▶ PROBLEM TO WORK ON: Copy the data in full from the line with "above contains face." to the line with "165, 252, 463, 417", both included. Shift every bounding-box coordinate by adding 27 to it, and leave all other text unchanged.

[Dataset items]

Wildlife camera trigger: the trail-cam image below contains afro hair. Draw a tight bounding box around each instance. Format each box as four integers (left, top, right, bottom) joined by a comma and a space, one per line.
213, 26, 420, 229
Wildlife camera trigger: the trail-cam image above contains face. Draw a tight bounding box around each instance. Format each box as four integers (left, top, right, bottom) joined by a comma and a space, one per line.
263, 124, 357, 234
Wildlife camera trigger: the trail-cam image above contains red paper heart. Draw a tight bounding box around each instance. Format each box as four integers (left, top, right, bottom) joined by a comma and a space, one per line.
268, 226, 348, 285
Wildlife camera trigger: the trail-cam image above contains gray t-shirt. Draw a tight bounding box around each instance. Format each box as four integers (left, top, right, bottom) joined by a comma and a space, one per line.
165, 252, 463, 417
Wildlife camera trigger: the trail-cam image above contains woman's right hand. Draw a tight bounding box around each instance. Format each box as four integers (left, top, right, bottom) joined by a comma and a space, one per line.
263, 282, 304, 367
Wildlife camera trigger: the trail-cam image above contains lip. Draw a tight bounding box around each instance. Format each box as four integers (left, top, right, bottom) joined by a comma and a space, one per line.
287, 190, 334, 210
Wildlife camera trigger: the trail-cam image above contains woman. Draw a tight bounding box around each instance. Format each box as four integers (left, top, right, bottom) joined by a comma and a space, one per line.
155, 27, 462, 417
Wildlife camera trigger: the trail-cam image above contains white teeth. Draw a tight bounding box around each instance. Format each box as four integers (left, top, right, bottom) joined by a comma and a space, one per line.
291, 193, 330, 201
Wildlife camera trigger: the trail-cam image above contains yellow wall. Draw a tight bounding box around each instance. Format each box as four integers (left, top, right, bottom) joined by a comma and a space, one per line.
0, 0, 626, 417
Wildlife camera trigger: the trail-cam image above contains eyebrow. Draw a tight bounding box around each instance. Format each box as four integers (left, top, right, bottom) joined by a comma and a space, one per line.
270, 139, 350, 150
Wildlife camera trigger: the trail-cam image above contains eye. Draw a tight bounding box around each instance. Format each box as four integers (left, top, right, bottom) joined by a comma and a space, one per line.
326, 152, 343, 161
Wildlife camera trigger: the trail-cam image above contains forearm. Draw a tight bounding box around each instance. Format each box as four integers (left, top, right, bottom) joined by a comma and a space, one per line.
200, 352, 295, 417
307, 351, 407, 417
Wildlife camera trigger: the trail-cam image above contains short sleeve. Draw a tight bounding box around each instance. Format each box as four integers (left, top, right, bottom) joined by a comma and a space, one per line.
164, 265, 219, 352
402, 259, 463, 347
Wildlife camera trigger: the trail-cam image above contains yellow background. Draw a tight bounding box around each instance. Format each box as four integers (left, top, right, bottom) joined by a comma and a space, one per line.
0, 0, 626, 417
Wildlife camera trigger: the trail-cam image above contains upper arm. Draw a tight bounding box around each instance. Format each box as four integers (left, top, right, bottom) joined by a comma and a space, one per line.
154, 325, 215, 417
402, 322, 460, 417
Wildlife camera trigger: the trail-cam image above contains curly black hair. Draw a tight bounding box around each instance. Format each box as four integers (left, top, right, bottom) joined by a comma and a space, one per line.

▶ WORKED SOLUTION:
Wildlife camera trigger: the trail-cam image above contains face. Draw a tight bounding box around each instance. Format each box as four integers (left, top, right, bottom) joined by a comma and a space, one per line.
290, 151, 384, 261
Wildlife camera trigger: the trail-cam image above contains red paper heart. Draw a tight bounding box around each instance. Format each box as four integers (left, top, right, bottom) joined by a comma and a space, one per line.
295, 253, 375, 312
Wildlife camera trigger: the trail-cam image above contains gray t-shirt. Draw a tight bounding box around each instance. Format each box as four integers (left, top, right, bottom) joined by a comma and a space, one per line.
192, 279, 490, 444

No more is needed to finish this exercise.